TEXTO SELECIONADO =
Em 1934, tanto a Exposição Colonial do Porto como o 1º Congresso Nacional de Antropologia Colonial foram sobretudo espaços de difusão da ideologia colonial que orientava a fabricação de um conhecimento ‘científico’, centrado na valorização da acção civilizadora e da raça portuguesas, que viria a ser reforçado pela investigação no campo da antropologia física (Mendes Corrêa, As Raças do Império, 1943).
O eficaz trabalho da ideologia colonial permitiu fixar as matérias coloniais como ‘especialidades’ exclusivas dos homens que formavam e eram formados por instituições específicas, geridas pelos responsáveis políticos. A Escola Colonial, designada como Escola Superior Colonial (ESC) em 1927, transformada em 1954-55 em Instituto Superior de Estudos Ultramarinos, viu os programas serem modificados em função da evolução da política colonial, que também orientou a criação, em 1936, da Junta das Missões Geográficas e das Investigações Coloniais, reformada em 1943 (e de novo em 1973), com o objectivo de dar “à investigação científica nas colónias (…) novo impulso [contribuindo] para os progressos da técnica e da política de colonização” (Da Comissão de Cartografia…, 1983).
A parte mais substancial dos estudos consagrados ao espaço ultramarino era editada em publicações dirigidas por organismos do Estado, como o Boletim da AGU ou a revista Estudos Coloniais da ESC, que procuravam estabelecer a relação entre o conhecimento científico e a gestão colonial. Tal não impediu outras edições (autorizadas) que desempenharam um serviço eficaz ao Estado colonial. Foi o caso da obra Antropófagos (1947), onde Henrique Galvão dava a conhecer a selvajaria congénita dos africanos. A ideia do «preto-antropófago» banalizada sem limites, através dos mais diferentes suportes de divulgação da imagem e da escrita, destinados a crianças, adolescentes e adultos, tornou-se um elemento estruturante do imaginário português.

TAREFA A = Segundo o texto sobre a ideologia colonial portuguesa, em que ano a Escola Colonial passou a designar-se Escola Superior Colonial?
TAREFA B = Repita, do texto sobre a ideologia colonial portuguesa, o trecho que se inicia pelas palavras que contêm "A parte mais" e termina em "do imaginário português.".

REGISTOS FORNECIDOS =
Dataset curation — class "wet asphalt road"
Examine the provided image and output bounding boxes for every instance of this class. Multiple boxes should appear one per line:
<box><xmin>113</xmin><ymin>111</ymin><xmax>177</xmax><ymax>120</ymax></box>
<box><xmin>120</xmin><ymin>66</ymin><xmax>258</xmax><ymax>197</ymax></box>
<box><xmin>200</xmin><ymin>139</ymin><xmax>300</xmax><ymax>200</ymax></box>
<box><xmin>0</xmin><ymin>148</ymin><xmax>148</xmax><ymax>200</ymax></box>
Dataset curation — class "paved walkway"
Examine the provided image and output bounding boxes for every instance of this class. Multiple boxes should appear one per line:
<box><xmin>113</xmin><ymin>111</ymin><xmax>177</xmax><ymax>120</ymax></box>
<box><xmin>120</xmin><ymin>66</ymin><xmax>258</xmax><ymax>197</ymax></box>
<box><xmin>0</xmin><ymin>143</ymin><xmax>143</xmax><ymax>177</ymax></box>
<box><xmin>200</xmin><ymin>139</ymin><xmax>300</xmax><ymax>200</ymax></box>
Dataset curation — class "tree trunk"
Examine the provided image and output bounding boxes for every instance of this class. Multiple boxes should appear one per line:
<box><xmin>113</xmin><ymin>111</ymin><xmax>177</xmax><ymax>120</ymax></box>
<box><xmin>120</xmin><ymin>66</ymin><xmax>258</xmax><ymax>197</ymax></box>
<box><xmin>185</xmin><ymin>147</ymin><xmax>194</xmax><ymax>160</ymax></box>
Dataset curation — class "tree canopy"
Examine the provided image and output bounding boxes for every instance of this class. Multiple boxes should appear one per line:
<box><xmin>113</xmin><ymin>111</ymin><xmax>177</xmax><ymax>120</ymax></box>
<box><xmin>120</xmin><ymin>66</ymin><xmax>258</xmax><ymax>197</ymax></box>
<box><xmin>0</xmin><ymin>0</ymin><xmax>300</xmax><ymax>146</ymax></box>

RESPOSTA A = Em 1927.

RESPOSTA B =
A parte mais substancial dos estudos consagrados ao espaço ultramarino era editada em publicações dirigidas por organismos do Estado, como o Boletim da AGU ou a revista Estudos Coloniais da ESC, que procuravam estabelecer a relação entre o conhecimento científico e a gestão colonial. Tal não impediu outras edições (autorizadas) que desempenharam um serviço eficaz ao Estado colonial. Foi o caso da obra Antropófagos (1947), onde Henrique Galvão dava a conhecer a selvajaria congénita dos africanos. A ideia do «preto-antropófago» banalizada sem limites, através dos mais diferentes suportes de divulgação da imagem e da escrita, destinados a crianças, adolescentes e adultos, tornou-se um elemento estruturante do imaginário português.